### Excerpt
Rewrite all images to Hugo format
This commit is contained in:
444
content/articles/2022-03-27-vppcfg-1.md
Normal file
444
content/articles/2022-03-27-vppcfg-1.md
Normal file
@ -0,0 +1,444 @@
|
||||
---
|
||||
date: "2022-03-27T14:19:23Z"
|
||||
title: VPP Configuration - Part1
|
||||
---
|
||||
|
||||
{{< image width="200px" float="right" src="/assets/vpp/fdio-color.svg" alt="VPP" >}}
|
||||
|
||||
# About this series
|
||||
|
||||
I use VPP - Vector Packet Processor - extensively at IPng Networks. Earlier this year, the VPP community
|
||||
merged the [Linux Control Plane]({%post_url 2021-08-12-vpp-1 %}) plugin. I wrote about its deployment
|
||||
to both regular servers like the [Supermicro]({%post_url 2021-09-21-vpp-7 %}) routers that run on our
|
||||
[AS8298]({% post_url 2021-02-27-network %}), as well as virtual machines running in
|
||||
[KVM/Qemu]({% post_url 2021-12-23-vpp-playground %}).

### Exercise tasks
**A)** Summarize the VPP configuration excerpt in two sentences.
**B)** Translate this sentence from the VPP configuration excerpt into Spanish: "I use VPP - Vector Packet Processor - extensively at IPng Networks."
**C)** Write the next few sentences of the VPP configuration excerpt, picking up after its last sentence.

### Point annotation dataset records
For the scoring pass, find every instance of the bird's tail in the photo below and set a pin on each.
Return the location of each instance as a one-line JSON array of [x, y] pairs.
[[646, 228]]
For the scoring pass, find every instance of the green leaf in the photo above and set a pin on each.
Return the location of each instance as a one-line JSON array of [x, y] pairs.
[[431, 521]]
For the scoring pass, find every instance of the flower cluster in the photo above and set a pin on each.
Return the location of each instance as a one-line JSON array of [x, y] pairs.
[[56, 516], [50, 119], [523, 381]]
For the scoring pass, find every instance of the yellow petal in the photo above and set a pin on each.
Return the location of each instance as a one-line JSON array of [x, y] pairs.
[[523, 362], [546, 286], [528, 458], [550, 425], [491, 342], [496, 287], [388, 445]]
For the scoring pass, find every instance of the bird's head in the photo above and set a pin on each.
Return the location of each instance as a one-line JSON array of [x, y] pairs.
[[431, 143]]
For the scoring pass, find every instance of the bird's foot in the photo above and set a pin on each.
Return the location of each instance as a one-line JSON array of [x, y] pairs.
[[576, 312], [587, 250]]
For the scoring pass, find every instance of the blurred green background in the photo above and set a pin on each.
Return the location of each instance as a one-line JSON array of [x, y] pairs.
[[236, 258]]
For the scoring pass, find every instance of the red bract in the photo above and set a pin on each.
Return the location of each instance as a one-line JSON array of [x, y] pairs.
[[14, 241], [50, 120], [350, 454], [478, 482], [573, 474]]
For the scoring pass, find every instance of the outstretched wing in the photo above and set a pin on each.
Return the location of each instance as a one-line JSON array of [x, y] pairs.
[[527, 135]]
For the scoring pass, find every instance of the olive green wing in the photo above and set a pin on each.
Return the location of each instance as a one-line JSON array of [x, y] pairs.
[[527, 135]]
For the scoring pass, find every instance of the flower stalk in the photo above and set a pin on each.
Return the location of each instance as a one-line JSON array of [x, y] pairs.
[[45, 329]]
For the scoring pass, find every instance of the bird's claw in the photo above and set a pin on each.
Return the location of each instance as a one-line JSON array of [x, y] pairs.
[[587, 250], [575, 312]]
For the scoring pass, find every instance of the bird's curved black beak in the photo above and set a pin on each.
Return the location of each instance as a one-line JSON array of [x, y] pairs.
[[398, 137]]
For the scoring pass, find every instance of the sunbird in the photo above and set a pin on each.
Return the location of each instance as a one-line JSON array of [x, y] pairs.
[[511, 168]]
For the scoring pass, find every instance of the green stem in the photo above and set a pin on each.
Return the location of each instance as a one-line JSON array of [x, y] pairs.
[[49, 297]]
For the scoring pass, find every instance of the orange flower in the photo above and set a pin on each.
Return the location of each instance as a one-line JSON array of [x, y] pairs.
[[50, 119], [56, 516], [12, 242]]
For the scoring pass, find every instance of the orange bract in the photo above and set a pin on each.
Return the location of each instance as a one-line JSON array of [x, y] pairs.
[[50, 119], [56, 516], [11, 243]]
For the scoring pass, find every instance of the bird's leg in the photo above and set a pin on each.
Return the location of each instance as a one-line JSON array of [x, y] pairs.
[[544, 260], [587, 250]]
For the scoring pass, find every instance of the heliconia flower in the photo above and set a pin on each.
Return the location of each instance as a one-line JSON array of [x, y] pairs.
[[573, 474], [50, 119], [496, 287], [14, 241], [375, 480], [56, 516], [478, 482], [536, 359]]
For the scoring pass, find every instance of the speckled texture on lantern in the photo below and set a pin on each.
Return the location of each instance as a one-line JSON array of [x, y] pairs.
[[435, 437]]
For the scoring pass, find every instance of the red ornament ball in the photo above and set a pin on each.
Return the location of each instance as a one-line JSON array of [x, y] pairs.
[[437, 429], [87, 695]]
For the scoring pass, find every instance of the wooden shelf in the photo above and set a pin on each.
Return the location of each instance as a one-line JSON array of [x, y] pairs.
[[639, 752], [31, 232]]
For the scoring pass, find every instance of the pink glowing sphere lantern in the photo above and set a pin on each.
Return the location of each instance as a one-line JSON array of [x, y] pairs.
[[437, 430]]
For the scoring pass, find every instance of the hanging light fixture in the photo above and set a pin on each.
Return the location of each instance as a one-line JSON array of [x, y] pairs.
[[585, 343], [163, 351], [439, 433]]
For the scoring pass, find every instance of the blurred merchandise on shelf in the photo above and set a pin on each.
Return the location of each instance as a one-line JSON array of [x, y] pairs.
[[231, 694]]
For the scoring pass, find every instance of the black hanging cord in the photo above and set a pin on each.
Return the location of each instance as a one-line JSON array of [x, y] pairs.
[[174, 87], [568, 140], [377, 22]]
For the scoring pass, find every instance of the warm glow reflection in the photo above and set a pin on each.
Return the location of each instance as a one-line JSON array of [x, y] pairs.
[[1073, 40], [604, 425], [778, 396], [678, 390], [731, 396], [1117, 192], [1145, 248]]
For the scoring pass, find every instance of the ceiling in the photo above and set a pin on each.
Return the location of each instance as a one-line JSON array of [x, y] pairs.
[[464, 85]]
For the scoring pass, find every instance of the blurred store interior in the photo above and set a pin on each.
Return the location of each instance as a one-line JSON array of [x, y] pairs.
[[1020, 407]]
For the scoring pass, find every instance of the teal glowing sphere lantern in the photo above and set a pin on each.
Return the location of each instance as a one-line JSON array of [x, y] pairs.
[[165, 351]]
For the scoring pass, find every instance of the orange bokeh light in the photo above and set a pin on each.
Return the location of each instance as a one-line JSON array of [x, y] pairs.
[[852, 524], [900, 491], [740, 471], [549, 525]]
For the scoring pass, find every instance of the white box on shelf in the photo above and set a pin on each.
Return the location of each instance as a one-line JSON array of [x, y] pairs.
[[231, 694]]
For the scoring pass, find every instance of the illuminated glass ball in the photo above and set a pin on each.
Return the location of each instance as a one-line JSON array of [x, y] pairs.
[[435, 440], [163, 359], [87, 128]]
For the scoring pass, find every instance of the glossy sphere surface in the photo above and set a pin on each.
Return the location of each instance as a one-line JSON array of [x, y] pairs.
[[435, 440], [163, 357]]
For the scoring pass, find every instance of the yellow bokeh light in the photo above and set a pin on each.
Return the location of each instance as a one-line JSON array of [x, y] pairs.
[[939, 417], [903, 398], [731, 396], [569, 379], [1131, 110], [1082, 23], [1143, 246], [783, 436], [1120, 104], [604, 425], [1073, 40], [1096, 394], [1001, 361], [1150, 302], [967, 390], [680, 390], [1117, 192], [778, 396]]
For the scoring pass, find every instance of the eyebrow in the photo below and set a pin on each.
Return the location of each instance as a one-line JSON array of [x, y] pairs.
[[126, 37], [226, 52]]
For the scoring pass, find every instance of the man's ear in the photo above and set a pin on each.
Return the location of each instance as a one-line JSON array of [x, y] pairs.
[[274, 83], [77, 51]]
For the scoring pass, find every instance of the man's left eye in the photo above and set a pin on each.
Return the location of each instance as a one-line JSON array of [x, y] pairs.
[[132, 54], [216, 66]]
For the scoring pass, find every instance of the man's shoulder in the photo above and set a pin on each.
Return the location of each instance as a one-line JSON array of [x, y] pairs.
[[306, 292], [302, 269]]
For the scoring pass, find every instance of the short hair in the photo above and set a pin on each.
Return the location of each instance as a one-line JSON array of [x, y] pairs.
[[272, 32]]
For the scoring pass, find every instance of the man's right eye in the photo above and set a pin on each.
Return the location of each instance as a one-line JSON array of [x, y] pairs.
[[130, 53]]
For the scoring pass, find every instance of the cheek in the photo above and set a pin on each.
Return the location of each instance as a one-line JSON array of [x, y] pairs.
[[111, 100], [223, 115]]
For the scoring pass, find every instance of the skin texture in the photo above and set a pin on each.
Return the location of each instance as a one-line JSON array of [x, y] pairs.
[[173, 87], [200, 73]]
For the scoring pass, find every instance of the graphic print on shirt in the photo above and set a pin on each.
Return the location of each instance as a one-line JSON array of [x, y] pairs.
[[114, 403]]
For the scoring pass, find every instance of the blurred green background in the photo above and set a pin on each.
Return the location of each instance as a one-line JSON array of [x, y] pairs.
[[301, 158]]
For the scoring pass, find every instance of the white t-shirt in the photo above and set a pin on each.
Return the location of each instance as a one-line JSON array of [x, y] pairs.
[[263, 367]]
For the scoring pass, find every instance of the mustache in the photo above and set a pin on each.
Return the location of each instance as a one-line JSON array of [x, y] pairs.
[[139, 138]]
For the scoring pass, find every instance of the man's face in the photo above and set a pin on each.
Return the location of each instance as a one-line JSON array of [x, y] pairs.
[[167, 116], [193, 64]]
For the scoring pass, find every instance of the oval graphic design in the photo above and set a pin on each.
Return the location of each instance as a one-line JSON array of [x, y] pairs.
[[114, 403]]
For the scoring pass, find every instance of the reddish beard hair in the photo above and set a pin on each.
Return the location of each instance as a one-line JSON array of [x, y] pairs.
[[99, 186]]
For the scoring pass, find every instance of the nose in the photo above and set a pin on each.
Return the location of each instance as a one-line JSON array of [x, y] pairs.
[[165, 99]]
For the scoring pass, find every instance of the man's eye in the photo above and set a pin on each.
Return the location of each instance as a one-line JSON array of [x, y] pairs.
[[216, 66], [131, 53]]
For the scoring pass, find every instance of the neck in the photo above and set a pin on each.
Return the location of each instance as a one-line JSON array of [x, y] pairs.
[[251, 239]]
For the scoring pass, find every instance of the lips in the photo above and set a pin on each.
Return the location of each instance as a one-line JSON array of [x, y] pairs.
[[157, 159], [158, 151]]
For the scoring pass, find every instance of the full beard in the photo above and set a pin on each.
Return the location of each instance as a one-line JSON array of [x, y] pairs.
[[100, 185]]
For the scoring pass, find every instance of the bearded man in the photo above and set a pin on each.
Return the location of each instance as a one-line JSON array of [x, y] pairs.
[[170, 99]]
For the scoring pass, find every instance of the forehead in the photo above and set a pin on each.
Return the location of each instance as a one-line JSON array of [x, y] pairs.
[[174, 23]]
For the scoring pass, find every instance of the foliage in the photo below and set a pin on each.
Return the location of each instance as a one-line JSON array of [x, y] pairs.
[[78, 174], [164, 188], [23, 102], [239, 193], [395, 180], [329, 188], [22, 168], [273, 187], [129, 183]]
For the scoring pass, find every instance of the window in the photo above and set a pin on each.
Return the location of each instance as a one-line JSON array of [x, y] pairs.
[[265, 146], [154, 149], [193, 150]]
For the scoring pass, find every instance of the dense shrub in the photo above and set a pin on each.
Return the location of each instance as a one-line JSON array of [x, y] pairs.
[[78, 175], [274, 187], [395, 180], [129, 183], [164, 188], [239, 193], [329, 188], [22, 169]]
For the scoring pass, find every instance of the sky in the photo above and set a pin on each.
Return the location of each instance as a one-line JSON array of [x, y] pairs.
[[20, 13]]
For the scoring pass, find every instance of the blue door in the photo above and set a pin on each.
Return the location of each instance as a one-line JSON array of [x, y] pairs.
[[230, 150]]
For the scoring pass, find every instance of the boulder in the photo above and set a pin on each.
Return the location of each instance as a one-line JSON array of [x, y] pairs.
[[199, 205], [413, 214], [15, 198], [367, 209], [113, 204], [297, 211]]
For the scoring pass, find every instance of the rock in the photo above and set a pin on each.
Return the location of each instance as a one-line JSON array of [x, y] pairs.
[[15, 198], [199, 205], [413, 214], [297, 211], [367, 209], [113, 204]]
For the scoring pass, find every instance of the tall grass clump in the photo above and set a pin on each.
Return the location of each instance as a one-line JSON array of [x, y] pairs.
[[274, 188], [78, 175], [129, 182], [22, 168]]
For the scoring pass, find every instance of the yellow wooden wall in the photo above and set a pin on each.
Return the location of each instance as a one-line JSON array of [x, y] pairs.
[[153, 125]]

### Solved tasks
**A)** A commit that rewrites all images to Hugo format adds the article file content/articles/2022-03-27-vppcfg-1.md, titled "VPP Configuration - Part1" and dated 2022-03-27. In the article's opening, the writer says VPP is used extensively at IPng Networks, notes that the VPP community merged the Linux Control Plane plugin earlier that year, and mentions earlier writing about deploying it to Supermicro routers on AS8298 and to virtual machines in KVM/Qemu.

**B)** Uso VPP (Vector Packet Processor) de forma intensiva en IPng Networks.

**C)**
|
||||
|
||||
Now that I've been running VPP in production for about half a year, I can't help but notice one specific
|
||||
drawback: VPP is a programmable dataplane, and _by design_ it does not include any configuration or
|
||||
controlplane management stack. It's meant to be integrated into a full stack by operators. For end-users,
|
||||
this unfortunately means that typing on the CLI won't persist any configuration, and if VPP is restarted,
|
||||
it will not pick up where it left off. There's one developer convenience in the form of the `exec`
|
||||
command-line (and startup.conf!) option, which will read a file and apply the contents to the CLI line
|
||||
by line. However, if any typo is made in the file, processing immediately stops. It's meant as a convenience
|
||||
for VPP developers, and is certainly not a useful configuration method for all but the simplest topologies.
|
||||
|
||||
Luckily, VPP comes with an extensive set of APIs to allow it to be programmed. So in this series of posts,
|
||||
I'll detail the work I've done to create a configuration utility that can take a YAML configuration file,
|
||||
compare it to a running VPP instance, and step-by-step plan through the API calls needed to safely apply
|
||||
the configuration to the dataplane. Welcome to `vppcfg`!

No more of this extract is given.